** Start of RECORD SET **

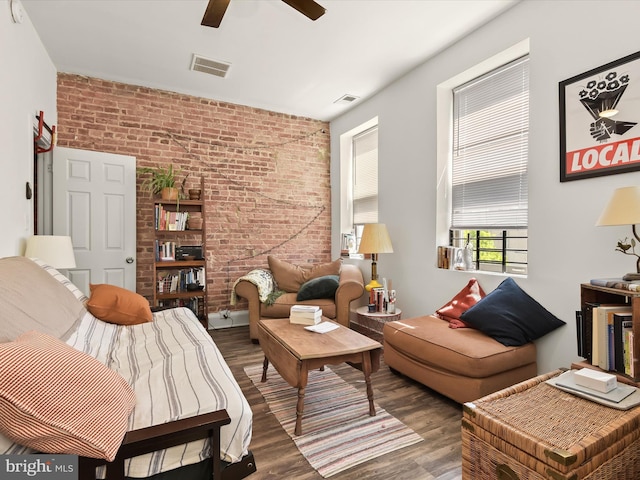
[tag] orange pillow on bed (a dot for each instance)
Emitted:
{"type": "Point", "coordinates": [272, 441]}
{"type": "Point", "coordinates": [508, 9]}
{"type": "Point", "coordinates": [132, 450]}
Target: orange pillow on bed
{"type": "Point", "coordinates": [56, 399]}
{"type": "Point", "coordinates": [466, 298]}
{"type": "Point", "coordinates": [118, 305]}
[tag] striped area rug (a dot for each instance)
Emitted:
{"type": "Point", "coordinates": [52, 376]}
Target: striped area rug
{"type": "Point", "coordinates": [337, 431]}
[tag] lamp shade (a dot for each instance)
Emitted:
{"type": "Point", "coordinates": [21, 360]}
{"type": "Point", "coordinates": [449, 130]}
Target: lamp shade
{"type": "Point", "coordinates": [375, 239]}
{"type": "Point", "coordinates": [623, 208]}
{"type": "Point", "coordinates": [54, 250]}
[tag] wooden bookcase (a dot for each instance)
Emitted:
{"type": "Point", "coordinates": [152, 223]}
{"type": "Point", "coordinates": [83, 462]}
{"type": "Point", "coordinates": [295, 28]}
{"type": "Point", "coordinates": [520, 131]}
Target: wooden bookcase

** End of RECORD SET **

INSTRUCTION: Copy out, without alteration, the lines of the data above, from the line containing "[tag] striped area" through the last line of the data, both included.

COMPLETE ANSWER:
[tag] striped area rug (a dot for each instance)
Emitted:
{"type": "Point", "coordinates": [52, 376]}
Target: striped area rug
{"type": "Point", "coordinates": [337, 431]}
[tag] lamp shade (a dot for each instance)
Emitted:
{"type": "Point", "coordinates": [21, 360]}
{"type": "Point", "coordinates": [449, 130]}
Target: lamp shade
{"type": "Point", "coordinates": [375, 239]}
{"type": "Point", "coordinates": [623, 208]}
{"type": "Point", "coordinates": [54, 250]}
[tag] wooden bookcase (a dot for each instance)
Emitted:
{"type": "Point", "coordinates": [152, 223]}
{"type": "Point", "coordinates": [83, 462]}
{"type": "Point", "coordinates": [295, 28]}
{"type": "Point", "coordinates": [520, 131]}
Target: wooden bookcase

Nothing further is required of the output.